WHAT NEEDS TO BE DONE. Keep the pictures out and restate every record exactly.

LISTED ENTRIES.

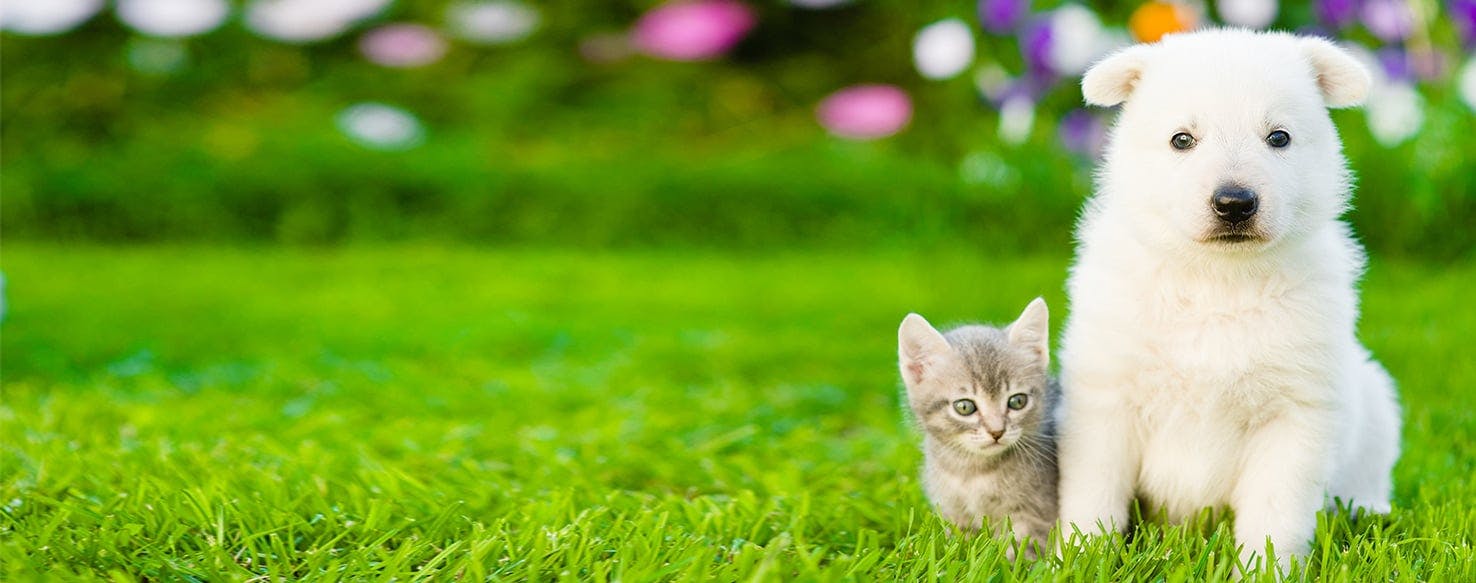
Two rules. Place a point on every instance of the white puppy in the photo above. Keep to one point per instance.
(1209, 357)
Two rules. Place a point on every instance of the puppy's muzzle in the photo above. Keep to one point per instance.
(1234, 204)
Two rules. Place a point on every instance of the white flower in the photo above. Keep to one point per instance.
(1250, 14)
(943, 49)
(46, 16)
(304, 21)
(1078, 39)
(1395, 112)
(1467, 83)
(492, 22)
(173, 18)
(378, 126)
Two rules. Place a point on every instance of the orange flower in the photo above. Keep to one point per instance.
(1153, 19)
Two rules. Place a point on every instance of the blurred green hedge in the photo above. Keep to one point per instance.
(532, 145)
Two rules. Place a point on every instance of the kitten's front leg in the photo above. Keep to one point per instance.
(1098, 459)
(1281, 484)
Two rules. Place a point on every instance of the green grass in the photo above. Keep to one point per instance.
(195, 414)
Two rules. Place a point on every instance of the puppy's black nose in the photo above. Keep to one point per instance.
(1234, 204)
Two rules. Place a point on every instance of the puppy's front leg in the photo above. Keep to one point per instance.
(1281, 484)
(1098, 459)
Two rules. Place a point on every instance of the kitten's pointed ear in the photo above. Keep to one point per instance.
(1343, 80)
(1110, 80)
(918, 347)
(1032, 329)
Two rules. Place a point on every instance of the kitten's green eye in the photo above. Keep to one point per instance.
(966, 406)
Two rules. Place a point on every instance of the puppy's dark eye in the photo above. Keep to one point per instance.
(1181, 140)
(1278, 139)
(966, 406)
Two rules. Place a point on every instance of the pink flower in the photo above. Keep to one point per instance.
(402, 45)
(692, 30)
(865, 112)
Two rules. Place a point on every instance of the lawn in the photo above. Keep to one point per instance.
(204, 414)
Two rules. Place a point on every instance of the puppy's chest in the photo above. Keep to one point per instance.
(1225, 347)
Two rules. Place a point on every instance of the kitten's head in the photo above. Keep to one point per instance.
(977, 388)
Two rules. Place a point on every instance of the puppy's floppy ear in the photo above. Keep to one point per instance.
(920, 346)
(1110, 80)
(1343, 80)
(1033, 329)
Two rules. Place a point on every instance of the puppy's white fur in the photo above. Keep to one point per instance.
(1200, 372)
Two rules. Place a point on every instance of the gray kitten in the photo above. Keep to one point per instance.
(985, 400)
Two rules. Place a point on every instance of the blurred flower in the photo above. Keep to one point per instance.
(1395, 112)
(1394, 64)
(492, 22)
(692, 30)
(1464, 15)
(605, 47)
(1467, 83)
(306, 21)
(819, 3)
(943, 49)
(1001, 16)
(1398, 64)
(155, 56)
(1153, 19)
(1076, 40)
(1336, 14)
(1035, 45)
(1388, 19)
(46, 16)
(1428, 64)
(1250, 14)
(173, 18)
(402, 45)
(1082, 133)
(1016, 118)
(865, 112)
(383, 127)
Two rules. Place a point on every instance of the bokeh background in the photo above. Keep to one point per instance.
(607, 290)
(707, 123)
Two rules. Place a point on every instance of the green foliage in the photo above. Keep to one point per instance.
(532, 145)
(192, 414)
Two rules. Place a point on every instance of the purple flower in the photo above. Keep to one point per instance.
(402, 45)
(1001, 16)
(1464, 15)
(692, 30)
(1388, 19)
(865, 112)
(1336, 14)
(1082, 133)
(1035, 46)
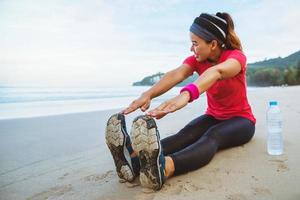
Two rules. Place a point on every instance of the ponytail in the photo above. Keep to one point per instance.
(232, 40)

ANSWER IN FULL.
Two rules. Place a point on every instance of the white puppy in the photo above. Keep to one point per instance.
(1209, 357)
Two rules. Place a point on every instance of the puppy's muzzle in the photo above. Keep to one point per instance.
(1234, 204)
Two rules. Place a point on every instance of the white flower in the photo above. Keep to one point per instance.
(1250, 14)
(943, 49)
(46, 16)
(304, 21)
(1078, 39)
(1395, 112)
(1467, 83)
(492, 22)
(173, 18)
(378, 126)
Two rules. Place a point on every instance of the orange flower in the photo above. Keep to one point per instance.
(1153, 19)
Two rules. Place a point on every instance of the blurred green hedge in the photo above. Keep to one point per instance.
(532, 145)
Two rules. Place a point on every instance of the kitten's front leg in the photo above. Keep to one point per instance.
(1098, 459)
(1281, 484)
Two rules. Place a point on every instance of the green grass in the photo above. Keep to one point per instance.
(195, 414)
Two rules. Place a point on every instance of the puppy's black nose in the photo above. Keep to one point per instance.
(1234, 204)
Two rules. Place a point on every instance of the puppy's front leg in the photo above. Keep to one point per instance.
(1281, 484)
(1098, 459)
Two rules. Place a point on every instance of the kitten's pointed ear in the photo above. Keep to one point per instance.
(1343, 80)
(1110, 80)
(918, 347)
(1032, 329)
Two rules. Place a point on every instance of the kitten's green eye in the photo above. Keep to one point per instance.
(966, 406)
Two rules. Place a point on every instance of the puppy's dark eye in the photo above. Keep to one point per instance.
(1181, 140)
(1278, 139)
(966, 406)
Two rules. Place a point on every instance of the pink flower in the photo above. Keep to one point per instance.
(402, 45)
(692, 30)
(865, 112)
Two rules. Place a point on every instance of the lawn in the photo above. Keep to one point per instance.
(204, 414)
Two rules. Place a point on every instance of the puppy's chest in the photo above. Keep to one point per instance.
(1225, 347)
Two rules. Place a point on every instance of the kitten's head in the photo above. Keep to one point per instance.
(977, 388)
Two rules. Place a point on every instance of the puppy's floppy ear in the photo above. Keep to one point per instance.
(920, 346)
(1110, 80)
(1343, 80)
(1033, 329)
Two rules. Place a point on every instance of the puppy's white fur in the photo above. Keep to one point per instance.
(1200, 372)
Two rules. Place a point on every instance of the gray kitten in the photo above. Keep to one point per instance.
(985, 400)
Two rules. Place a point on every instance of the blurred flower in the photo above. Keep to one point per instance.
(1395, 112)
(1394, 64)
(492, 22)
(692, 30)
(1464, 15)
(605, 47)
(1467, 83)
(306, 21)
(819, 3)
(943, 49)
(1001, 16)
(1398, 64)
(155, 56)
(1153, 19)
(1076, 40)
(1336, 14)
(1035, 45)
(1388, 19)
(46, 16)
(1428, 64)
(1250, 14)
(173, 18)
(402, 45)
(1082, 133)
(1016, 118)
(865, 112)
(383, 127)
Two rules. Place a point on every instance of the bokeh background in the photo above. Keep to one point per instance.
(607, 290)
(707, 123)
Two rules. Place a point on every instance of the green foliage in the photo above. Keep to one point per instance.
(532, 145)
(192, 414)
Two rules. Place a point on every instance of the purple flower in the photo above. Keep to one point per instance.
(402, 45)
(1001, 16)
(1464, 15)
(692, 30)
(1388, 19)
(865, 112)
(1336, 14)
(1082, 133)
(1035, 46)
Two rules. Place a point on every instance of the ponytail in the photo above. Keep to one point per instance.
(232, 40)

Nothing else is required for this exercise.